_EXERCISE INSTRUCTIONS_. Gather every line of the material below that contains the word "tall". Case counts.

Records from a collection
╔══

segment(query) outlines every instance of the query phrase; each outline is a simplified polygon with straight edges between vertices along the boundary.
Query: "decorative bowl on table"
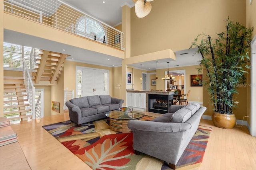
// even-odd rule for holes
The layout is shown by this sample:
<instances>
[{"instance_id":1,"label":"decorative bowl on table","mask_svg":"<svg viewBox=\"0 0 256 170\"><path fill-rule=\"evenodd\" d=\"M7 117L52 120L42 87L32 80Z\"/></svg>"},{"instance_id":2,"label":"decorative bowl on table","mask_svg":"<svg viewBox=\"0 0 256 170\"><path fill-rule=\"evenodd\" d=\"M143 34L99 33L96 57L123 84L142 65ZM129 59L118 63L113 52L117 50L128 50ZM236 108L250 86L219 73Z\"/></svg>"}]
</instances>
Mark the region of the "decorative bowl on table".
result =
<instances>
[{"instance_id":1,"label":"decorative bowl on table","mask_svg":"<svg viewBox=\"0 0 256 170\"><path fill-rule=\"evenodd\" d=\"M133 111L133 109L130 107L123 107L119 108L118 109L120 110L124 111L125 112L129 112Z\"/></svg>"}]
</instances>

╚══
╔══

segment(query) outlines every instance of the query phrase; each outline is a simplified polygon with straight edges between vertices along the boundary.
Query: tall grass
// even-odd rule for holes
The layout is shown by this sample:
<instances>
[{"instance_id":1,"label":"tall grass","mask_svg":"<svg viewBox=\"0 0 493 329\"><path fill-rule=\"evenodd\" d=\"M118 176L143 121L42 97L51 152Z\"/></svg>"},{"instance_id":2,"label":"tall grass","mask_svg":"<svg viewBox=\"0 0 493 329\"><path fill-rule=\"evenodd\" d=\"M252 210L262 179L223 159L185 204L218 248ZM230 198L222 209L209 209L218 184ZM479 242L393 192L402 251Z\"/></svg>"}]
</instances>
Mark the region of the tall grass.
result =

╚══
╔══

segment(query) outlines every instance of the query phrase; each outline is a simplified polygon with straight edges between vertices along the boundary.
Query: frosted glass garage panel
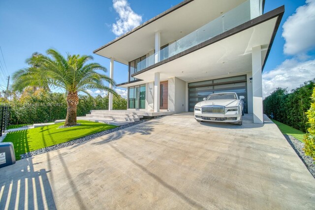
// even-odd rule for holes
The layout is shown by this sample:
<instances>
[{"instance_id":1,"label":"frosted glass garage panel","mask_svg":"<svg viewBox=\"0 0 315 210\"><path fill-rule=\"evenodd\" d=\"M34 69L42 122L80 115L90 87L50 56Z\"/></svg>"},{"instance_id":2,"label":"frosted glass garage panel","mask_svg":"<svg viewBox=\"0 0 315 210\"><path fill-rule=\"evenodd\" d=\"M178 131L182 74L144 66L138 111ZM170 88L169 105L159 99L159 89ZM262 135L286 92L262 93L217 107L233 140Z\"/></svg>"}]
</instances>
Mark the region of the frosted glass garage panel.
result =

╚══

_FINAL RESULT_.
Query: tall grass
[{"instance_id":1,"label":"tall grass","mask_svg":"<svg viewBox=\"0 0 493 329\"><path fill-rule=\"evenodd\" d=\"M118 176L143 121L42 97L51 152Z\"/></svg>"},{"instance_id":2,"label":"tall grass","mask_svg":"<svg viewBox=\"0 0 493 329\"><path fill-rule=\"evenodd\" d=\"M252 210L262 179L223 159L185 204L218 248ZM230 198L222 209L209 209L218 184ZM479 242L393 192L402 251Z\"/></svg>"}]
Mark the region of the tall grass.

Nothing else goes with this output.